Diário de um caminhada


No domingo, dia 1 de Novembro de 2009 juntei mais uma data à coleção, foi inserida na pasta das datas más, onde já constava o dia 27 de Setembro de 2005. Foi de facto esta a tal data, a que deu inicio ao declínio. Entretanto já passaram quatro anos que lamentam o silêncio daquela noite, a ausência de comunicação no dia seguinte e, depois quando houve palavras foram fracas na resposta que se aguardava. Não se esquece a mágoa que deu origem a uma outra forma de encarar a vida. Nestas frases valem as reticências e todas elas serão poucas para expressar o sentimento da perda. Basta sentir porque o ser humano é feito de emoções. Tal como um pintor, que expressa pela arte e pelas cores as emoções, também os humanos pintam a vida. Às vezes pintamos a vida com tonalidades de cor demasiado cinzentas a que juntamos a cor da lágrima. Hoje decidi ler textos. Gosto de ler textos que falem principalmente de amor. Este texto que escolhi para ler, está bem escrito prende-me a atenção porque alerta os indivíduos para aquilo que se perde na individualidade de cada um, no egoísmo quando não sabemos envolver os outros em nós. 
 
Dia 5 de Novembro de 2009
Ontem uma amiga ligou-me por volta das 14:40, disse-me que  o pai devido a doença súbita partiu. Lamento. Rezo. Desejo que Deus Lhe perdoe todos os pecados e o receba no seu reino.

* [Secção de dados]
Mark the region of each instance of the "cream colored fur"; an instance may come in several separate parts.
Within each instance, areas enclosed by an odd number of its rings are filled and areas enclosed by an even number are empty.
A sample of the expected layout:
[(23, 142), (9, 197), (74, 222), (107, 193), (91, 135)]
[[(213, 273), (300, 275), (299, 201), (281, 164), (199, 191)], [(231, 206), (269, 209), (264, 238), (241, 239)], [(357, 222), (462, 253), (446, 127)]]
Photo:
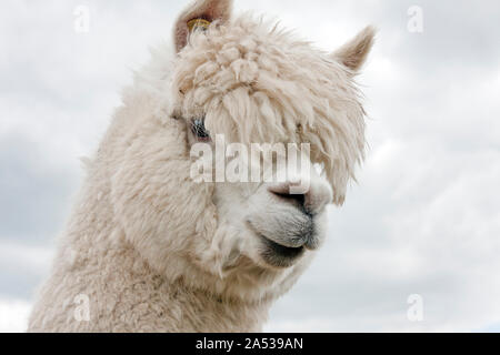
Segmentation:
[[(373, 30), (328, 54), (250, 16), (231, 18), (230, 7), (194, 2), (176, 24), (177, 50), (153, 51), (123, 93), (88, 163), (30, 332), (260, 331), (310, 262), (324, 236), (324, 205), (343, 202), (363, 156), (353, 77)], [(187, 41), (193, 18), (212, 24)], [(311, 162), (326, 174), (309, 176), (318, 245), (290, 265), (262, 260), (247, 223), (286, 244), (302, 214), (262, 183), (196, 183), (189, 124), (200, 115), (232, 142), (311, 143)], [(89, 321), (76, 317), (79, 295), (88, 296)]]

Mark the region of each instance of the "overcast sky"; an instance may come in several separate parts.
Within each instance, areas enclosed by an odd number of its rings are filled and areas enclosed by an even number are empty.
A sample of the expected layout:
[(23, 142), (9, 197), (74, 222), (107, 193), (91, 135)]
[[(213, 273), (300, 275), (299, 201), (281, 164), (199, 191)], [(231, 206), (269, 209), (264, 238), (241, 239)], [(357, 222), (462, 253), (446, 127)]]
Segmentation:
[[(74, 31), (74, 9), (90, 31)], [(23, 331), (54, 239), (131, 70), (186, 1), (0, 2), (0, 332)], [(410, 32), (408, 10), (423, 11)], [(378, 40), (359, 81), (370, 150), (328, 241), (267, 331), (500, 331), (500, 2), (249, 1), (333, 50)], [(414, 12), (412, 12), (414, 13)], [(411, 322), (408, 297), (423, 301)]]

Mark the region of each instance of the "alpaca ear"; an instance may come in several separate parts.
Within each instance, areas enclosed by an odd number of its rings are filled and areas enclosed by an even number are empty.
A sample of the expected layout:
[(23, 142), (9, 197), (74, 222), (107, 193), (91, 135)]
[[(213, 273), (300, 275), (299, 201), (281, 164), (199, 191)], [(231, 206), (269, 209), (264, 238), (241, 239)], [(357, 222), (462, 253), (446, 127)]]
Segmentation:
[(364, 28), (352, 40), (334, 51), (333, 59), (340, 61), (353, 72), (359, 71), (373, 45), (374, 34), (376, 29), (373, 27)]
[(179, 53), (188, 44), (189, 32), (193, 28), (207, 27), (208, 23), (216, 20), (227, 22), (231, 17), (231, 10), (232, 0), (196, 0), (192, 2), (179, 16), (173, 29), (173, 41), (177, 52)]

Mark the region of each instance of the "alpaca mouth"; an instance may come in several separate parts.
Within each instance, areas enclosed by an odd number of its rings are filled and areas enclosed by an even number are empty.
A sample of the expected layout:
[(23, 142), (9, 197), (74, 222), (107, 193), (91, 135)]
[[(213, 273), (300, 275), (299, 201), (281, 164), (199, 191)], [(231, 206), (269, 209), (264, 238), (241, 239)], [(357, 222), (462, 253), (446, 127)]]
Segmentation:
[(264, 250), (261, 253), (262, 258), (266, 263), (277, 266), (277, 267), (288, 267), (293, 264), (293, 262), (299, 258), (306, 251), (306, 247), (290, 247), (278, 244), (268, 237), (259, 234), (260, 239), (264, 244)]

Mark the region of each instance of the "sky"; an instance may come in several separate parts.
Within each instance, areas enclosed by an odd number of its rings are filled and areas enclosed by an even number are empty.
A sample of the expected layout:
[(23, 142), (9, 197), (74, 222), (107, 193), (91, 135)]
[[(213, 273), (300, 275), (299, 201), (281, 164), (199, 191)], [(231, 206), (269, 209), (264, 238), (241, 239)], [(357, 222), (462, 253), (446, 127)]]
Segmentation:
[[(81, 6), (88, 32), (76, 28)], [(184, 6), (1, 1), (0, 332), (26, 329), (79, 158)], [(367, 160), (264, 331), (500, 332), (500, 3), (236, 0), (247, 10), (331, 51), (379, 29), (358, 77)]]

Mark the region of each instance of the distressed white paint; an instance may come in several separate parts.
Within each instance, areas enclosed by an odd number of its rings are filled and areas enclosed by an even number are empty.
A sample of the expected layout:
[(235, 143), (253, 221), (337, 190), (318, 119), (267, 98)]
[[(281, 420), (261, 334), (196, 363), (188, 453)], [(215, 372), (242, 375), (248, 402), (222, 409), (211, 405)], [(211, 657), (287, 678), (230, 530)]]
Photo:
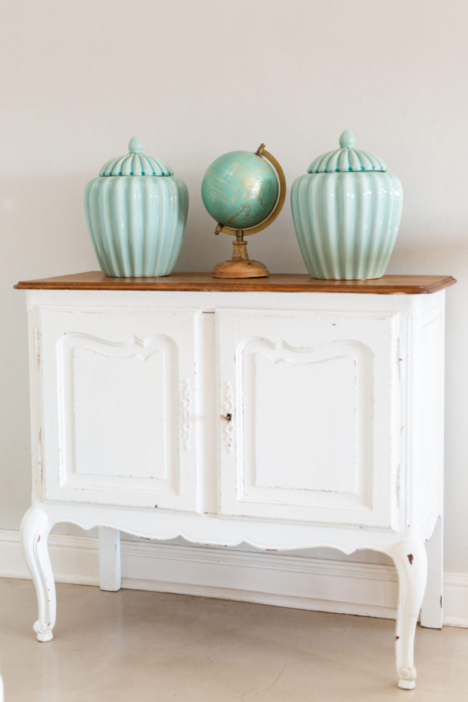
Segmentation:
[[(351, 552), (371, 548), (394, 558), (397, 566), (397, 670), (400, 686), (413, 686), (415, 626), (426, 584), (424, 543), (442, 515), (444, 293), (194, 296), (31, 291), (28, 298), (36, 479), (33, 507), (24, 521), (23, 546), (38, 594), (38, 637), (52, 637), (55, 599), (46, 545), (48, 530), (57, 522), (107, 527), (149, 538), (180, 535), (196, 543), (245, 541), (267, 550), (328, 545)], [(215, 326), (214, 334), (210, 325)], [(79, 382), (84, 390), (77, 393), (76, 373), (67, 371), (63, 350), (76, 348), (79, 339), (80, 348), (103, 355), (106, 373), (106, 364), (110, 371), (101, 382), (93, 357), (85, 355), (91, 360), (87, 366), (80, 359)], [(214, 350), (208, 350), (208, 339)], [(161, 340), (171, 359), (163, 378), (151, 364), (143, 366), (145, 376), (140, 375), (141, 366), (120, 364), (122, 358), (135, 361), (139, 354), (145, 364), (154, 355), (152, 345), (161, 348)], [(205, 352), (216, 359), (214, 385)], [(68, 437), (76, 445), (76, 428), (80, 422), (81, 428), (86, 426), (81, 417), (88, 411), (88, 398), (95, 397), (104, 412), (112, 400), (125, 402), (120, 369), (131, 385), (135, 368), (139, 393), (133, 394), (133, 386), (130, 393), (135, 411), (152, 409), (145, 399), (148, 385), (155, 384), (166, 398), (161, 388), (173, 383), (175, 399), (164, 399), (166, 413), (159, 418), (166, 432), (159, 440), (175, 447), (178, 469), (172, 482), (158, 477), (157, 472), (156, 477), (145, 473), (142, 477), (138, 446), (137, 461), (126, 475), (112, 460), (99, 473), (77, 475)], [(175, 378), (188, 379), (198, 398), (194, 405), (197, 411), (189, 409), (189, 417), (184, 383)], [(102, 397), (96, 397), (100, 394)], [(347, 437), (342, 457), (335, 446), (341, 426), (317, 418), (320, 431), (312, 426), (311, 442), (302, 416), (309, 405), (312, 425), (322, 406), (330, 418), (328, 395), (342, 405), (338, 415)], [(284, 396), (297, 423), (290, 420), (289, 413), (285, 420), (279, 409), (277, 398)], [(421, 425), (426, 416), (432, 421), (430, 431)], [(125, 455), (131, 455), (132, 435), (121, 430), (117, 416), (114, 419), (115, 432), (100, 437), (102, 455), (105, 456), (106, 442), (109, 455), (114, 455), (114, 442)], [(88, 428), (90, 440), (99, 432), (101, 421), (105, 423), (107, 418), (96, 416)], [(196, 428), (196, 451), (183, 445), (180, 426), (187, 423)], [(225, 425), (236, 427), (228, 441), (222, 432)], [(267, 440), (269, 425), (277, 450), (267, 451), (265, 459), (262, 442)], [(288, 431), (300, 445), (289, 454)], [(86, 436), (80, 440), (85, 443)], [(314, 443), (316, 455), (311, 456)], [(151, 449), (145, 446), (147, 453)], [(321, 475), (327, 470), (327, 446), (332, 446), (333, 459), (331, 477), (325, 479), (328, 483)], [(210, 465), (215, 457), (214, 466)], [(156, 463), (158, 458), (156, 471), (166, 463), (164, 456), (158, 455)], [(95, 460), (91, 454), (89, 460)], [(151, 460), (146, 453), (142, 458), (144, 465)], [(210, 480), (213, 475), (218, 488)], [(420, 489), (428, 481), (430, 484)], [(157, 509), (149, 508), (148, 484)], [(210, 513), (216, 503), (213, 491), (218, 491), (218, 514)], [(432, 571), (441, 572), (440, 550), (434, 548), (431, 554), (435, 555)], [(115, 563), (110, 569), (109, 578), (116, 589)], [(102, 559), (103, 581), (105, 570)], [(441, 595), (439, 588), (432, 588), (425, 598), (432, 622), (440, 611)]]

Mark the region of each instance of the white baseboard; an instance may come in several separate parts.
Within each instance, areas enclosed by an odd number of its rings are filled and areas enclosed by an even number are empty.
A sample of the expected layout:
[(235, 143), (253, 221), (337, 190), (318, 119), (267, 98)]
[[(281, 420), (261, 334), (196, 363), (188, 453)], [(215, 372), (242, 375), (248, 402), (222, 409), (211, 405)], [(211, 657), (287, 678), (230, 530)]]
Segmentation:
[[(51, 534), (58, 583), (99, 584), (93, 536)], [(205, 546), (121, 541), (122, 587), (394, 618), (391, 565)], [(0, 530), (0, 577), (29, 578), (19, 533)], [(468, 628), (468, 573), (444, 574), (444, 623)]]

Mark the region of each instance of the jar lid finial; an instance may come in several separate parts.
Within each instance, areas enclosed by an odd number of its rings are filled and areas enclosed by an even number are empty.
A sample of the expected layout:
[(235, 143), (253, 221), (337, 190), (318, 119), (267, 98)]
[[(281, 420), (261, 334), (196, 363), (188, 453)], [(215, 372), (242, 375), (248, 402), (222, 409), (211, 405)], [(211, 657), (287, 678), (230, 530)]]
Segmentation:
[(340, 137), (340, 146), (342, 149), (352, 149), (356, 143), (356, 137), (351, 129), (345, 129)]
[(142, 154), (143, 142), (138, 136), (133, 136), (128, 142), (128, 151), (131, 154)]

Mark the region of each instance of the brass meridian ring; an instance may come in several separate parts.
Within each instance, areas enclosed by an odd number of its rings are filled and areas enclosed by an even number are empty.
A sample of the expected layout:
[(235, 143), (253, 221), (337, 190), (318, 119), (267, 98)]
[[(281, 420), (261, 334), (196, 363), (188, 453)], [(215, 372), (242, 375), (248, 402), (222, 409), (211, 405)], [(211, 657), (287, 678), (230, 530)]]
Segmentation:
[(250, 229), (244, 229), (239, 230), (239, 229), (231, 229), (230, 227), (225, 227), (220, 222), (218, 227), (215, 230), (215, 234), (220, 234), (222, 232), (223, 234), (230, 234), (232, 237), (237, 237), (239, 238), (239, 231), (242, 232), (244, 237), (250, 235), (250, 234), (256, 234), (257, 232), (261, 232), (262, 229), (265, 227), (268, 227), (269, 225), (276, 220), (276, 217), (281, 211), (283, 208), (283, 205), (284, 204), (284, 201), (286, 199), (286, 179), (284, 177), (284, 173), (283, 172), (283, 168), (279, 165), (274, 156), (272, 156), (269, 152), (265, 150), (265, 144), (260, 144), (258, 149), (256, 151), (258, 156), (264, 156), (267, 161), (269, 161), (270, 164), (274, 168), (278, 176), (278, 180), (279, 181), (279, 194), (278, 195), (278, 199), (276, 200), (276, 204), (274, 206), (274, 208), (271, 214), (261, 222), (256, 227), (252, 227)]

* [Exercícios a resolver]
1. Responda com base no diário:
(a) Que data já constava na pasta das datas más?
(b) Que tipo de textos gosta de ler quem escreve?
(c) Por volta de que horas ligou a amiga?
2. Segundo o diário, por que razão o texto escolhido para ler prende a atenção?
As linhas provêm de uma fonte diferente da do diário.

* [Respostas aos exercícios]
1.
(a) O dia 27 de Setembro de 2005.
(b) Textos que falem principalmente de amor.
(c) Por volta das 14:40.

2. Prende a atenção porque alerta os indivíduos para aquilo que se perde na individualidade de cada um. Essa perda está no egoísmo, quando não sabemos envolver os outros em nós.